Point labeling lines
-- -- --

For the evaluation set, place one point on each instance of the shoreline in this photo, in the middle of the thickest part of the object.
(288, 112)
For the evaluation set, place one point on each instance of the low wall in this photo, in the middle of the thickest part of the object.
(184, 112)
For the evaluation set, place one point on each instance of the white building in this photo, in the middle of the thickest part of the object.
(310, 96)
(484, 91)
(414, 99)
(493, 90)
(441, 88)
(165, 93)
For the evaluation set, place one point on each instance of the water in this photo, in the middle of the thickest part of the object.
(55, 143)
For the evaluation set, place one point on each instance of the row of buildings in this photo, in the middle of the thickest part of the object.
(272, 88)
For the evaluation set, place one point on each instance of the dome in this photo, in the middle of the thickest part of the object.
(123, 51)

-- -- --

**Written instruction**.
Render the lines above as a two-column CSV with the headers "instruction" and "points". Give one row per labeling line, with its text in one quoted field and all of its answer coordinates in the other, and turn any line breaks into spaces.

**Task response**.
instruction,points
"For the evaluation set, place one point on each instance of the shoreline in this photo, in the middle of the thickest part of the object.","(288, 112)"
"For the evaluation set, place one point on each instance of the low wall in this photo, in the middle of the thickest part of the object.","(184, 112)"
"For the evaluation set, place one point on each instance of the white building in this photo, in the middle of the thickest part of the object.","(310, 96) (484, 91) (414, 99) (493, 90) (441, 88) (165, 93)"
"For the evaluation set, place one point on each instance of the water in this photo, in the middle of the thickest part of the object.","(55, 143)"
"For the evaluation set, place one point on each instance of the row of buildings in this photo, in the middle of the thickest part of the object.","(272, 88)"
"For the evaluation set, place one point on each instance of the dome in this photo, in the middle of the thickest part of the object.","(123, 51)"